_EXERCISE_.
Copy every line of the rows below, requests included, and shift each point coordinate in the answers by adding 56 to both x and y. Leave the pictures out of your reply.

+++++

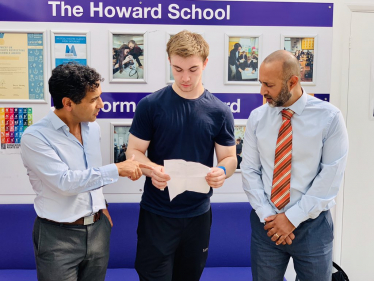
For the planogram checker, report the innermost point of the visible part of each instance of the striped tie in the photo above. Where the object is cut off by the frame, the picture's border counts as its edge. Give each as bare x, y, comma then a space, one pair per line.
280, 192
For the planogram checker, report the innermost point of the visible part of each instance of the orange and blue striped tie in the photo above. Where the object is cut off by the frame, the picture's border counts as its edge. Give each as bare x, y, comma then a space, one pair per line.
280, 192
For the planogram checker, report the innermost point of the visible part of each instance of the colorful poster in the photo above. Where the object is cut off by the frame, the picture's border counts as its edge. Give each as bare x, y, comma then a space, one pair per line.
13, 122
70, 48
21, 66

+++++

_EXERCISE SOLUTION_.
For the planogram checker, report the innermost point of the visible part of each instance of the striped tie in the photo above. Where the object is cut off by the frame, the picture's border counts as its edge. Give each as bare x, y, comma then a space, one pair per line.
336, 248
For the planogram checker, report the innermost point of the visible part of each instance of the orange and blue striped tie in the photo above. Where the object is cut off by the frame, the picture's border counts as its edge. Give each as bare x, y, comma then a space, one pair per line.
336, 248
For the planogram checker, report the innermost point of the visible part of each instance of the colorful poster in the photo above. Where the object is cut off by the frame, the picture's border counts as its edge. Give each as bare x, y, comma then a space, one pair per line.
69, 178
126, 104
77, 122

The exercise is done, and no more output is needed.